Saved data entries
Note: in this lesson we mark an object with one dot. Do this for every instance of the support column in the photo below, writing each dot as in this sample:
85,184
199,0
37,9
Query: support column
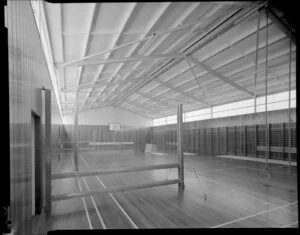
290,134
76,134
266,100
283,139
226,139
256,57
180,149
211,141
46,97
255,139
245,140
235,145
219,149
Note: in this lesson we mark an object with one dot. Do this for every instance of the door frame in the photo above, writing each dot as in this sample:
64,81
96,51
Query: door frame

* * *

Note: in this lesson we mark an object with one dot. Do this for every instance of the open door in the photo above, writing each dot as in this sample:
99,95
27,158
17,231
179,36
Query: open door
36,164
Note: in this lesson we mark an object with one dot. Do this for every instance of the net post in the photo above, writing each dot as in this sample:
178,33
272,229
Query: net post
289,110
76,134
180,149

==

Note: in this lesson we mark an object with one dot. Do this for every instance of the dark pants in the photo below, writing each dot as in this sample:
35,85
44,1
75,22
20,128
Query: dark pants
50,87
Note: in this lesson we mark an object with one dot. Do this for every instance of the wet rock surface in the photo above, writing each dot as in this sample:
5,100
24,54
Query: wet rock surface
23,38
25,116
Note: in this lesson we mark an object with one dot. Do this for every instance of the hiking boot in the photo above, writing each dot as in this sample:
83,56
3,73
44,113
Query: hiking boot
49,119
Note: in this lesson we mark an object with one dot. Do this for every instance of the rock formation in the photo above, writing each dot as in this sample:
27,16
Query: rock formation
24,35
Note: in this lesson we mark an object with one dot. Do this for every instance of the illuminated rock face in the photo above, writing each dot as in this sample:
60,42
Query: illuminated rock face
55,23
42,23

[Activity] Please return the data above exactly as it stands from the line with "of the support" to the line with "Query: door frame", keeping both of those lines but none of the pictures.

[Answer below]
Note: in this lesson we mark an object with one dot. Do this for every instance of the support column in the photo below, writing each dot as in this sample:
85,184
199,0
37,9
Query: support column
290,134
76,134
266,100
283,139
226,139
256,57
180,149
211,141
46,97
255,139
245,140
235,145
219,149
Note: in this lesson we mark an object with one dot. Do this for every instance of the door frame in the photo above, writing each dot as in this sample:
64,81
96,51
Query: door frame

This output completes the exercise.